Begin maart 2011 zijn twee uitspraken van de rechtbank Middelburg gepubliceerd waarbij werd geoordeeld dat eigenaren-omwonenden van planologisch mogelijk gemaakte windmolens recht hebben op planschade. Het betreft uitspraken van 23 december 2010 (LJN: BP 6859 en LJN: BP 6682).
Bestemmingsplan
De raad van de gemeente Sluis heeft het planologisch mogelijk gemaakt dat in de Hoofdplaatpolder vijf windturbines kunnen worden geplaatst. Deze windturbines hebben ieder een maximaal toegestane ashoogte van 80 meter en een maximale rotordiameter van eveneens 80 meter. De locaties van de windmolens waren aangeduid op de plankaart, waarbij het College van burgemeester en wethouders bevoegd is die locaties enige tientallen meters te verplaatsen. De eisers hadden (nog onder de inmiddels vervallen (oude) Wet Ruimtelijke Ordening) naar aanleiding daarvan de gemeenteraad verzocht om de planschade te vergoeden. Zij stellen schade te lijden door vermindering van uitzicht, slagschaduw en geluidhinder. Eisers waren van mening dat de gemeenteraad de schade onvoldoende had vergoed.
Oordeel rechtbank
De rechtbank stelt eisers in het gelijk en oordeelt dat het planschadebesluit van de gemeenteraad niet kan standhouden. Daaraan draagt bij dat dat besluit is gebaseerd op een advies dat uitgaat van de situering en omvang van de windturbines. Dat is een onjuist uitgangspunt, immers bij planschade gaat het om de vergelijking van opvolgende planologische regimes, ongeacht de vraag of en zo ja waar en hoe de nieuw planologisch toegestane situatie is ingevuld. De rechtbank sluit zich aan bij de vaststelling van de schadebedragen die uit een namens eisers opgestelde contra-expertise voortvloeien. Dat rapport stelt de waardedaling in percentages van de woningen van eisers vast op 2,8% tot 4,4%. Relevant: windmolens zijn bewegende objecten Ter zitting is namens de adviseur van de gemeenteraad uiteengezet dat alleen erf en tuin van de woning en de direct daaraan grenzende gronden in aanmerking zijn genomen. De windturbines als zodanig zijn niet betrokken omdat zij buiten dat gebied liggen. Eisers hebben echter aannemelijk gemaakt dat de verslechtering van de kwaliteit van de woonomgeving moet worden bezien over een ruimer gebied dan alleen over hun erf, tuin en de direct aangrenzende grond. Volgens de rechtbank is daarbij van belang dat windturbines bewegende objecten zijn. De adviseur van de gemeente heeft naar het oordeel van de rechtbank de slagschaduwhinder en het mindere uitzicht in zekere mate onderschat. De rechtbank specificeert niet hoe groot dat “ruimere gebied” dan zou zijn. Het lijkt erop dat de rechtbank bedoelt dat eigenaren-bewoners in de buurt van een windturbine recht kunnen hebben op planschade, terwijl de turbine niet direct slagschaduw, vermindering van uitzicht en geluidhinder voor die woning oplevert. Tegen deze uitspraken is geen hoger beroep ingesteld.

────

■ **VRAGEN OVER MATERIAAL**
(A) Hoeveel windturbines heeft de raad van de gemeente Sluis volgens de tekst over planschade door windmolens planologisch mogelijk gemaakt in de Hoofdplaatpolder?
(B) Vertaal de zin "Tegen deze uitspraken is geen hoger beroep ingesteld." uit de tekst over planschade door windmolens in het Engels.
(C) Citeer uit de tekst over planschade door windmolens het gedeelte dat opent met de woorden waarin "Begin maart 2011" staat en sluit met "LJN: BP 6682).".

────

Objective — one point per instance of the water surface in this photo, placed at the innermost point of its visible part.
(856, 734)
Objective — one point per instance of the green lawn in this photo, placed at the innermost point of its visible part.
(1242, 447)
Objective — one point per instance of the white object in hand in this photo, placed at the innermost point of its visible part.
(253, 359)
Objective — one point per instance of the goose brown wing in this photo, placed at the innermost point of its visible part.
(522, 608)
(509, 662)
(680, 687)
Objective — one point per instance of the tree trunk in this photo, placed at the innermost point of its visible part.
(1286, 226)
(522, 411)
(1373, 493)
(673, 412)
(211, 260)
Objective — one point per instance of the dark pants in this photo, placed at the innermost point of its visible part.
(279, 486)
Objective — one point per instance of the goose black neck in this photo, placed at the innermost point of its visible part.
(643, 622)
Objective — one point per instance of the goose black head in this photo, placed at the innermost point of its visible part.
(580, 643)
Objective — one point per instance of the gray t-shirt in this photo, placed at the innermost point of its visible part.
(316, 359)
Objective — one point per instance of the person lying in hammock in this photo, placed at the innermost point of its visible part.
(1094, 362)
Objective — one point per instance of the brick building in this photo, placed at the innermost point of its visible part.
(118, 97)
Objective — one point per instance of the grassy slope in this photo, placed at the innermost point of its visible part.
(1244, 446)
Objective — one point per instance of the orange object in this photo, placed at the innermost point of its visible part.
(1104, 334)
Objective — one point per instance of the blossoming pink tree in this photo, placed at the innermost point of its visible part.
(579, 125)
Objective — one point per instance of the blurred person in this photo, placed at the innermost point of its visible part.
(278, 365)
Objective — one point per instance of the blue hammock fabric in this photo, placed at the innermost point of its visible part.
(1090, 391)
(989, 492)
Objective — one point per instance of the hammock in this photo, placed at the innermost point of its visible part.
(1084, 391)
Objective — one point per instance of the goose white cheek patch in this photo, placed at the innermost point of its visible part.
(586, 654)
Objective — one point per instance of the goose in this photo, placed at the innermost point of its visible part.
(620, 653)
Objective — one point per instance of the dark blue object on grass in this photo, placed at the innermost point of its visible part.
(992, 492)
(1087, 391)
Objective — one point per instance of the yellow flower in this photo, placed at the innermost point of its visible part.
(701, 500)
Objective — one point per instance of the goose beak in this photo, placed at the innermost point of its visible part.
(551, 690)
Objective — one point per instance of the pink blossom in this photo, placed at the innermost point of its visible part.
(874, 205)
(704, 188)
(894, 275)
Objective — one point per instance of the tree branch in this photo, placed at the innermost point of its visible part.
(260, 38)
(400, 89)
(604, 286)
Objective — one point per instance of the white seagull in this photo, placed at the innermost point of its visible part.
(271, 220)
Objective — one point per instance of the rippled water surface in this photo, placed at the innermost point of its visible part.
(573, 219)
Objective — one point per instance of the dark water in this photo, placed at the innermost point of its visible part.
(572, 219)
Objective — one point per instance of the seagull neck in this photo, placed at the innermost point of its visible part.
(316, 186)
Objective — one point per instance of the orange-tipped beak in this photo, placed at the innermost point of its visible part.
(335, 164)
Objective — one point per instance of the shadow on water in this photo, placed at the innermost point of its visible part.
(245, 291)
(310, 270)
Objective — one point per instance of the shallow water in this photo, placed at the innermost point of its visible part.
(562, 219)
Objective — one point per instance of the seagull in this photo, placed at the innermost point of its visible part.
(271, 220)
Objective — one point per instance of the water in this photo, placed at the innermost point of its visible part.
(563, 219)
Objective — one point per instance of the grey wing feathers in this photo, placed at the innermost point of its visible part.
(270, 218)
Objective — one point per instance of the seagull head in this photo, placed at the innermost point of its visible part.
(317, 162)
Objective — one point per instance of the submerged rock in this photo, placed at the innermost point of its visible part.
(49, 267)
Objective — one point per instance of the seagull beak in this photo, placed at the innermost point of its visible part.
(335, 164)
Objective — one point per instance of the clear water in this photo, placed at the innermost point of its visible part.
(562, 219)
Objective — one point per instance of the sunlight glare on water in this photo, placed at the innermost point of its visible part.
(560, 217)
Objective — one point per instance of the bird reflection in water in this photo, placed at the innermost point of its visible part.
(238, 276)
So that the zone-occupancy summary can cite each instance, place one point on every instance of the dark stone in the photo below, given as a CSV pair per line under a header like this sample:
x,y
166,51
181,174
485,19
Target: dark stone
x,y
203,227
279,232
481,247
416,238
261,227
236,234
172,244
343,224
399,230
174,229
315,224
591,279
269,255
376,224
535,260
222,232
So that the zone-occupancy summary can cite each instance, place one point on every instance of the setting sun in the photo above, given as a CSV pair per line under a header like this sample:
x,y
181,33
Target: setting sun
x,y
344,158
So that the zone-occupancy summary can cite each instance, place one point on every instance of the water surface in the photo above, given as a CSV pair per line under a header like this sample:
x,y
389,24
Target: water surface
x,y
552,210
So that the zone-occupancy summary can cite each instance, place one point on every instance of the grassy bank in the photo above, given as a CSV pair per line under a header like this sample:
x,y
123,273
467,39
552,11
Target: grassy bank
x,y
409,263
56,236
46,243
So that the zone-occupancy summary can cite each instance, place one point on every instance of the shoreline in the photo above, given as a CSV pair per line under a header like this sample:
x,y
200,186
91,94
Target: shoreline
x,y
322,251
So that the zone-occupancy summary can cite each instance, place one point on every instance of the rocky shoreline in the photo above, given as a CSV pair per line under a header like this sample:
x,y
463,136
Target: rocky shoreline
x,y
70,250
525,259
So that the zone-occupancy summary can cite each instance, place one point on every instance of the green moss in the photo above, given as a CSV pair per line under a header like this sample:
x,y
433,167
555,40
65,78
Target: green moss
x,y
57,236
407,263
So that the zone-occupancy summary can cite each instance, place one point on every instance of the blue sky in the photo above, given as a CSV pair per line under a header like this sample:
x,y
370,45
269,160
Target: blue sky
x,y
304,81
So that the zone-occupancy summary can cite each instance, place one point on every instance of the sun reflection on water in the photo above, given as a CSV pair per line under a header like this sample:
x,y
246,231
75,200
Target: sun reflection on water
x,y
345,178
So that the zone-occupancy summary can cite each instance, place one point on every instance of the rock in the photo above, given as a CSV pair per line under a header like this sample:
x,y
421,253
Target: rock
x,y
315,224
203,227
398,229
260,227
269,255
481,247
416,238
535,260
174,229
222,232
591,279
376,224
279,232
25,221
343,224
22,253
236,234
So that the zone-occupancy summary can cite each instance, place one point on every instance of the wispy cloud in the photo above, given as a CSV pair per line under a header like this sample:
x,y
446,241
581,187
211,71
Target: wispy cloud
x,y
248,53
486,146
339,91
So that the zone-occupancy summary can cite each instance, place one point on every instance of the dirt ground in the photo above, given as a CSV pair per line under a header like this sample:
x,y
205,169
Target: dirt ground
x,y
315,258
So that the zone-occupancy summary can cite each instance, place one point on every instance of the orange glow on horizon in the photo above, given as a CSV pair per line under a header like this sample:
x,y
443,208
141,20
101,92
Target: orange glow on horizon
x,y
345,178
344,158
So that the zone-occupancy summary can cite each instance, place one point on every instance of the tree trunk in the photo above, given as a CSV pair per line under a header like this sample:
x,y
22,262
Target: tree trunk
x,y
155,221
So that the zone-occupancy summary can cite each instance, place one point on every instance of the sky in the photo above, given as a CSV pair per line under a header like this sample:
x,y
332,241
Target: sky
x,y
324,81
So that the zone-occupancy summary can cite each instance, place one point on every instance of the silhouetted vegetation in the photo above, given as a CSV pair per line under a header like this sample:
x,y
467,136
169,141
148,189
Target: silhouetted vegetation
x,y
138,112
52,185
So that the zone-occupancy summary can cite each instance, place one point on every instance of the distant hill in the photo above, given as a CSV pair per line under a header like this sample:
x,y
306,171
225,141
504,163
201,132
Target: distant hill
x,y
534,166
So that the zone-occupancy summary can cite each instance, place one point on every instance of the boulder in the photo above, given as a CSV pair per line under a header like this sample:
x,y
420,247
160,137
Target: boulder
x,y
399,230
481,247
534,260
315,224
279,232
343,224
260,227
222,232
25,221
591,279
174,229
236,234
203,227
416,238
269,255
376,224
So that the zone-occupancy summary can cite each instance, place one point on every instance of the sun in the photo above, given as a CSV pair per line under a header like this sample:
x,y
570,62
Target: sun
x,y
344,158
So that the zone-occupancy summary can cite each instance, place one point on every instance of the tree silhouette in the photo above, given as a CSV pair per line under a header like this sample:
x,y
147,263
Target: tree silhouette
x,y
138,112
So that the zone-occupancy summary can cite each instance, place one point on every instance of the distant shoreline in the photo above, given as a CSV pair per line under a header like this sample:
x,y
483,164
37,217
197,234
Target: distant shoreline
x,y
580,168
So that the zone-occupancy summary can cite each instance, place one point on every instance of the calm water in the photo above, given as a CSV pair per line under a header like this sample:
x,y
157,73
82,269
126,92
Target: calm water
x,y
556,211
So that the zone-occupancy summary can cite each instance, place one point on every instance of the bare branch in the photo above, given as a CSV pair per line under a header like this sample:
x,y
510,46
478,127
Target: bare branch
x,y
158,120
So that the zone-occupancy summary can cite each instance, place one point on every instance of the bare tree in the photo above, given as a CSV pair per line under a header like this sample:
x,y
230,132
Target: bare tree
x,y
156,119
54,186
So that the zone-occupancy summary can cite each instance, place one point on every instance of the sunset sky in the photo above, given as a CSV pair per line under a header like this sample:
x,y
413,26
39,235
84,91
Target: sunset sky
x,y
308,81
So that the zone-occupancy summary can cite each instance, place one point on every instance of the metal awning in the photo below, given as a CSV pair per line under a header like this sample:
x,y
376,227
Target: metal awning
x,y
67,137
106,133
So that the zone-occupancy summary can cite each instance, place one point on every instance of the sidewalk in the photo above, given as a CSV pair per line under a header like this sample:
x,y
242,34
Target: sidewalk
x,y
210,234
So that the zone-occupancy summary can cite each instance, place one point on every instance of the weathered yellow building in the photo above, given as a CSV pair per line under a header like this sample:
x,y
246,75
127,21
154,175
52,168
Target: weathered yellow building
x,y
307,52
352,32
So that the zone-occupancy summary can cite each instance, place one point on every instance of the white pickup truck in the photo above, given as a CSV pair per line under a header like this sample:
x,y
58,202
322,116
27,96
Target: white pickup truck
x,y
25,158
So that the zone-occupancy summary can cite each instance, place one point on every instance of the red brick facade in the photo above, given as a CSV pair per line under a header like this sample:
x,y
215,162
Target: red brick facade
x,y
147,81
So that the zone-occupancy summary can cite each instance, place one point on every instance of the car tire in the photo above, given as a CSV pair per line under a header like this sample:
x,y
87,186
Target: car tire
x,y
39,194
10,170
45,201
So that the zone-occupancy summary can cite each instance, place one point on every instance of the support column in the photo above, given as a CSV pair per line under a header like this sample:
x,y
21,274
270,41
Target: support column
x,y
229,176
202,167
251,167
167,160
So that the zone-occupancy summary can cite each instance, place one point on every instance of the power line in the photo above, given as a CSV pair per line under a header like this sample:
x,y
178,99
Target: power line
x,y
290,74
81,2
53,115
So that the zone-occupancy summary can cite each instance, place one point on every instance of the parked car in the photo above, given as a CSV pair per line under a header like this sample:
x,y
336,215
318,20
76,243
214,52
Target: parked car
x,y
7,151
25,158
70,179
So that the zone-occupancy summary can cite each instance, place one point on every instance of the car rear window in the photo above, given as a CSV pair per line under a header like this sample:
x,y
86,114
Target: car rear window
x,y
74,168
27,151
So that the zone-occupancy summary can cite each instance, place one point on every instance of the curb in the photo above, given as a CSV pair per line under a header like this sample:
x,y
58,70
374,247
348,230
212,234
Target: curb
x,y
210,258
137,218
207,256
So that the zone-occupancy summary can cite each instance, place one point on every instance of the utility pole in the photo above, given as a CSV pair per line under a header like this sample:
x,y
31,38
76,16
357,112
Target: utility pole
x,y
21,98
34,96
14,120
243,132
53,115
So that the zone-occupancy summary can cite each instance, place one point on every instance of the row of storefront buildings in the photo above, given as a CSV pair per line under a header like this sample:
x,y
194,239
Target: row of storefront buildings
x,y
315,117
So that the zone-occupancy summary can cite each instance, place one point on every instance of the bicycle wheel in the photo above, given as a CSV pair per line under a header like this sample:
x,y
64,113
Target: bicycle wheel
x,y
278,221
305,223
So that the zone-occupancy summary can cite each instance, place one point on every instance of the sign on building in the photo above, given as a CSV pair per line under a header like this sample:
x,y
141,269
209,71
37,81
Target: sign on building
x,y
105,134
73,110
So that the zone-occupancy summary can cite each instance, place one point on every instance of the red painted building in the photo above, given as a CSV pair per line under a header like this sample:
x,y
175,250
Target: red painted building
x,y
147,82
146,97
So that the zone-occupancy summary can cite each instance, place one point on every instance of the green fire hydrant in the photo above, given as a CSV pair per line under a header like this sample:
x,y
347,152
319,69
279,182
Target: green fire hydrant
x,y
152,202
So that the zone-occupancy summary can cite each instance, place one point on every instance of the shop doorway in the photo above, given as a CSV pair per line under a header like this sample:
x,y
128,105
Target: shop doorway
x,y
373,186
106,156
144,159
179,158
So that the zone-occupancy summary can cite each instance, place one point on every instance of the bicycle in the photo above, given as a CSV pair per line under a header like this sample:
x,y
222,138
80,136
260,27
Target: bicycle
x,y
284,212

────

■ **JOUW ANTWOORDEN**
(A) Vijf windturbines.

(B) No appeal has been lodged against these rulings.

(C)
Begin maart 2011 zijn twee uitspraken van de rechtbank Middelburg gepubliceerd waarbij werd geoordeeld dat eigenaren-omwonenden van planologisch mogelijk gemaakte windmolens recht hebben op planschade. Het betreft uitspraken van 23 december 2010 (LJN: BP 6859 en LJN: BP 6682).